Studio album by Hej Matematik
- Released: 4 February 2008
- Recorded: 2007–2008
- Genre: Europop
- Label: Copenhagen Records

Hej Matematik chronology
|  | Vi burde ses noget mere (2008) | Alt går op i 6 (2010) |

= Vi burde ses noget mere =

Vi burde ses noget mere is the debut album of the Danish Europop duo, Hej Matematik.

The album was released on February 4, 2008, with eleven songs. Later on, it was re-released adding the successful single "Walkmand". The special edition with the single included earned the band many more fans due to the chart success of "Walkmand" that reached #3.

The album is regarded as a disc of "Smart Pop", this because the lyrics of the song have been written to represent the urban atmosphere that presents the lifestyle of "Hej Matematik."

==Track listing==
1. "Hej matematik"
2. "Du & jeg"
3. "Centerpubben"
4. "Midtbyen"
5. "Utroskabet"
6. "Høj 5"
7. "Gymnastik"
8. "Vi ka alt vi to"
9. "Kvinderne"
10. "Vi burde ses noget mere"

*TASK INSTRUCTIONS:*
Answer these questions using the article about the album Vi burde ses noget mere:
1. Which label released the album?
2. What chart position did the single "Walkmand" reach?
3. Which song is track 7 on the album?
The entries play no part in this.

*RECORDS SUPPLIED:*
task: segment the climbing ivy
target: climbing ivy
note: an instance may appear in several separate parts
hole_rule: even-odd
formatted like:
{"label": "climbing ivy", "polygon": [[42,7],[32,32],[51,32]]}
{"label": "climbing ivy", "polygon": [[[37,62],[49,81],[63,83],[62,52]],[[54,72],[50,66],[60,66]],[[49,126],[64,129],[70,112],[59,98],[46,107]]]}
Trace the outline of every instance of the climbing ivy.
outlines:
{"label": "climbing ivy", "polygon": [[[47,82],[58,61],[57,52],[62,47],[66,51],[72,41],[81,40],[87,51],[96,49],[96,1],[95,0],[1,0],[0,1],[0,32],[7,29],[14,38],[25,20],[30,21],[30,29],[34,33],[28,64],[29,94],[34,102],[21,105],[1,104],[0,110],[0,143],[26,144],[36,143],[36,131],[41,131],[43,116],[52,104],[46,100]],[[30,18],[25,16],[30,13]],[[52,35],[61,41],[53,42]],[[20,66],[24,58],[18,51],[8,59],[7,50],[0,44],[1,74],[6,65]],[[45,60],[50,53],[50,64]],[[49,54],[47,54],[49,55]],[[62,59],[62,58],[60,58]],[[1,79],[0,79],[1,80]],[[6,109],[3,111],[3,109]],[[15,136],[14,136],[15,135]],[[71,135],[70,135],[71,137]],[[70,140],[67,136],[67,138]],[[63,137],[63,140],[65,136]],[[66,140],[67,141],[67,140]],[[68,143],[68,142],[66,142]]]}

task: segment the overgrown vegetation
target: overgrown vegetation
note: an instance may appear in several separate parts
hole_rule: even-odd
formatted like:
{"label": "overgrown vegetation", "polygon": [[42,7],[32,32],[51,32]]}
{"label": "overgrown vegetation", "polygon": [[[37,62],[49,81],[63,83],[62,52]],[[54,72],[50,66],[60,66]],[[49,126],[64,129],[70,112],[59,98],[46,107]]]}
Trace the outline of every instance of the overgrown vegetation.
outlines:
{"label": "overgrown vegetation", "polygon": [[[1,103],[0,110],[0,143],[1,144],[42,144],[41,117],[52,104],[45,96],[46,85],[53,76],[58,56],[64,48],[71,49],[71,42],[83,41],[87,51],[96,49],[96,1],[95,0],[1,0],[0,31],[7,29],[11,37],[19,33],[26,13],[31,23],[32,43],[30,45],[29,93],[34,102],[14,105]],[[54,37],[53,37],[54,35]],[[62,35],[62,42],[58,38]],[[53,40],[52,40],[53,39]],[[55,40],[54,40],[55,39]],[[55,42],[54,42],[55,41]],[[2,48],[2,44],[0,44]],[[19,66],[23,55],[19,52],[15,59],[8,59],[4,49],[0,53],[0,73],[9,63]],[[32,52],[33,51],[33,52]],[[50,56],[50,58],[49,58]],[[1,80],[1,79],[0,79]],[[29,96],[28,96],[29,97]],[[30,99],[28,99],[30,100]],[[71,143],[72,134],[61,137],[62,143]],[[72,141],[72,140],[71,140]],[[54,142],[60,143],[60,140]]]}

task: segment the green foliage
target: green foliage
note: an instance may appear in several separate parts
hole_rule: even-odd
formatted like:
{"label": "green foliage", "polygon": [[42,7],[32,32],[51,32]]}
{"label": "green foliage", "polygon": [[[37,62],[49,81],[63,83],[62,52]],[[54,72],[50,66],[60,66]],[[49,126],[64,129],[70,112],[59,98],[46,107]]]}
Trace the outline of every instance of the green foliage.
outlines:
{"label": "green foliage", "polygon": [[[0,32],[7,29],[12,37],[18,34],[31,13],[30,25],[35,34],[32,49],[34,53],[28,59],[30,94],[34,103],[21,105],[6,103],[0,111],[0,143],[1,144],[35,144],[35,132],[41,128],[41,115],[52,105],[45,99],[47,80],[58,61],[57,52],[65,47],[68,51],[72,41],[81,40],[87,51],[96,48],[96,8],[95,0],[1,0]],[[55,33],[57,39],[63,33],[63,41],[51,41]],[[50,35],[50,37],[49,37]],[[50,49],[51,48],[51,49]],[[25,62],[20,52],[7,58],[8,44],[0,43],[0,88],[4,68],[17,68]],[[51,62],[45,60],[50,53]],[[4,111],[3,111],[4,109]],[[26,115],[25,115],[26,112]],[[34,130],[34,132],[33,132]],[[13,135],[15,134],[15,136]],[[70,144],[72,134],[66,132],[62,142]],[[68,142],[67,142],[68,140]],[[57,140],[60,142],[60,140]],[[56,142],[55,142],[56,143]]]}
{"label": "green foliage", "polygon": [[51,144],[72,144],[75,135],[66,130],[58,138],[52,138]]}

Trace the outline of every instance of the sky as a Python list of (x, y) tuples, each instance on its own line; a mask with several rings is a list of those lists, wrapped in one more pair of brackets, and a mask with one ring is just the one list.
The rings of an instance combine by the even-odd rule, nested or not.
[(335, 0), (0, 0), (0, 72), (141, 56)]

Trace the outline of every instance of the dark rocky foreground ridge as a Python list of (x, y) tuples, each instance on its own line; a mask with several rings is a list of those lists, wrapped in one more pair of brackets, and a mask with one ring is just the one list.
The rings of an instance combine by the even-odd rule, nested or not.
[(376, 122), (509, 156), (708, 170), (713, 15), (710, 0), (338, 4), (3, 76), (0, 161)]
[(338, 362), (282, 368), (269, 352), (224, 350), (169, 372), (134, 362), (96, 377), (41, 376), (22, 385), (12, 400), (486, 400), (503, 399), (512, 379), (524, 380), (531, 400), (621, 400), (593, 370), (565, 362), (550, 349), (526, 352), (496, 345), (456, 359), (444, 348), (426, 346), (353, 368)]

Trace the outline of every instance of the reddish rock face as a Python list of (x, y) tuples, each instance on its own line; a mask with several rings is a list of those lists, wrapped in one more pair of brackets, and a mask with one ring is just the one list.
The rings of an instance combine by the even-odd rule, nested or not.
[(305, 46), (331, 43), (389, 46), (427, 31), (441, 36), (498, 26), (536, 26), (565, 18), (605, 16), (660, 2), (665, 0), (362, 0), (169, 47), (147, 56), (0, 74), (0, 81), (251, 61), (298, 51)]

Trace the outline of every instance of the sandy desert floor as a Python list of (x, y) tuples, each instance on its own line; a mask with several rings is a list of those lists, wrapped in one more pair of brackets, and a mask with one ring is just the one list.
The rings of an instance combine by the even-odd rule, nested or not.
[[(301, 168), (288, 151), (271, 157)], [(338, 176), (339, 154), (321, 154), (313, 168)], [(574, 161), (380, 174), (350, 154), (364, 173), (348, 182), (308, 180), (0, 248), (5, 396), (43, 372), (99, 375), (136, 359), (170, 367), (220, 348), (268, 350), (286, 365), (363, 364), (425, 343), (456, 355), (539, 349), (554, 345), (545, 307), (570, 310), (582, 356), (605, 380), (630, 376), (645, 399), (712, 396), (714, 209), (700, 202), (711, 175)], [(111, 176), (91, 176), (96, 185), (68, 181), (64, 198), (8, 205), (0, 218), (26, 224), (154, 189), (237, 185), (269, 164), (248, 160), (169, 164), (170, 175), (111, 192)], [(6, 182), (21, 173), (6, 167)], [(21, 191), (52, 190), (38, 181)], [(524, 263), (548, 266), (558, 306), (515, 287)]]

*SOLUTION TO THIS EXERCISE:*
1. Copenhagen Records
2. #3
3. "Gymnastik"